[Point localization data]
※

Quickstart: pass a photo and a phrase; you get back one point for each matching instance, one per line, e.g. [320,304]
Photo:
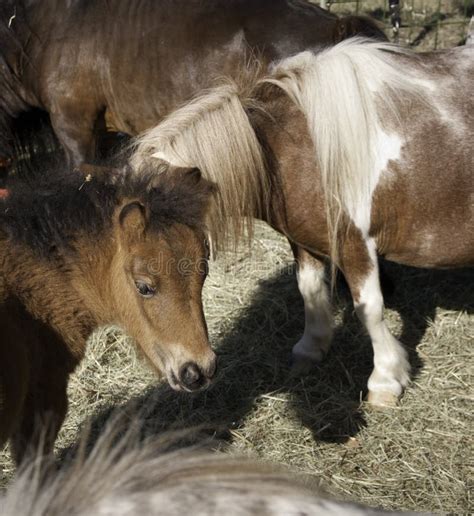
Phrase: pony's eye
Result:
[144,289]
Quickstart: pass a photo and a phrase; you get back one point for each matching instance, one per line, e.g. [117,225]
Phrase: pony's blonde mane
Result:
[343,92]
[214,134]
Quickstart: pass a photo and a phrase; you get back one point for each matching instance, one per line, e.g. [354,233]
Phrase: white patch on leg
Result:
[387,149]
[391,367]
[317,336]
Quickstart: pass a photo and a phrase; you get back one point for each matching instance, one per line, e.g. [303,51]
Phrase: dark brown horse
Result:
[122,65]
[79,252]
[359,151]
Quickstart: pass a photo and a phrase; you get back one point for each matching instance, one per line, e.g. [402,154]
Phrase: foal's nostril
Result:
[211,370]
[190,375]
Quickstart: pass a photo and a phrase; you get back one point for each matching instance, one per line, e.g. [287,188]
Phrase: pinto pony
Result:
[362,150]
[121,65]
[81,252]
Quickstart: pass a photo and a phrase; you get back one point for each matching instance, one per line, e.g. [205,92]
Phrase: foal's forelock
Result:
[213,133]
[343,92]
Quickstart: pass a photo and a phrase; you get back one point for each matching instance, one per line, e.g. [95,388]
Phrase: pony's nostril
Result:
[191,375]
[211,370]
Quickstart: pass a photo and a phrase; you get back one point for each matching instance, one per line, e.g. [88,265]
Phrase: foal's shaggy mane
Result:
[48,211]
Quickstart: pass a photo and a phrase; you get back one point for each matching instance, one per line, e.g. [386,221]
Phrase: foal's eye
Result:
[144,289]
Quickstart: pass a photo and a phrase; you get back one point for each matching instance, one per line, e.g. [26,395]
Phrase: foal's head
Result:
[158,270]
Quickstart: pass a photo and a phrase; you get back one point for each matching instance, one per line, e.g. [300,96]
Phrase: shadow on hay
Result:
[254,360]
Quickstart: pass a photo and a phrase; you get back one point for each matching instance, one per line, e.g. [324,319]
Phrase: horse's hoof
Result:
[382,399]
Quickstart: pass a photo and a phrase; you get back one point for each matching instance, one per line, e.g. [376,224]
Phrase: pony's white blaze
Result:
[391,367]
[317,336]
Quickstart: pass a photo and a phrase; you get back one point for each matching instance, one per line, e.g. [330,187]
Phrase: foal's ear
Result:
[132,220]
[193,177]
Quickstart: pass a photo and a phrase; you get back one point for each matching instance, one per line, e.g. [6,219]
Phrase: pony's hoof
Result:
[382,399]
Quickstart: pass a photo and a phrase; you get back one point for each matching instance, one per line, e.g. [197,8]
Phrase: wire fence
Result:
[423,24]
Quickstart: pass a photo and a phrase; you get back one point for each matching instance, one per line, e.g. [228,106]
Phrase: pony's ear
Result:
[107,175]
[193,178]
[184,176]
[132,220]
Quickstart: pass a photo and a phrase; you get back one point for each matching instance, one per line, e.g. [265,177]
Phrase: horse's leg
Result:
[391,372]
[14,377]
[76,135]
[46,401]
[317,335]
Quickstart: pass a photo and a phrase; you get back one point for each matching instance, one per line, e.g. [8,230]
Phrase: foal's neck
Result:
[47,288]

※

# [Activity]
Print the line with "Phrase: pony's hoof" and every line after it in the entries above, exactly as written. Leave out all other lines.

# [Exercise answer]
Phrase: pony's hoof
Result:
[382,399]
Quickstart: pass a photo and a phrase; you get back one point for each matching instance, one per line, e.g. [197,8]
Phrase: wire fence
Result:
[423,24]
Quickstart: pass a photo and a phrase; you get back one point for each matching instance, one per line, e.g. [228,106]
Phrase: pony's ear
Result:
[107,175]
[193,178]
[184,176]
[132,220]
Quickstart: pass a photo and a phrase; you get back one point for each matching instance, one per line, e.g. [265,177]
Phrase: horse's leg
Result:
[391,372]
[14,377]
[76,135]
[46,401]
[317,335]
Quickstart: pass a photo and a phrase; you get back one point for each matching instance, one per line, e.g. [8,230]
Phrase: foal's neck
Result:
[47,288]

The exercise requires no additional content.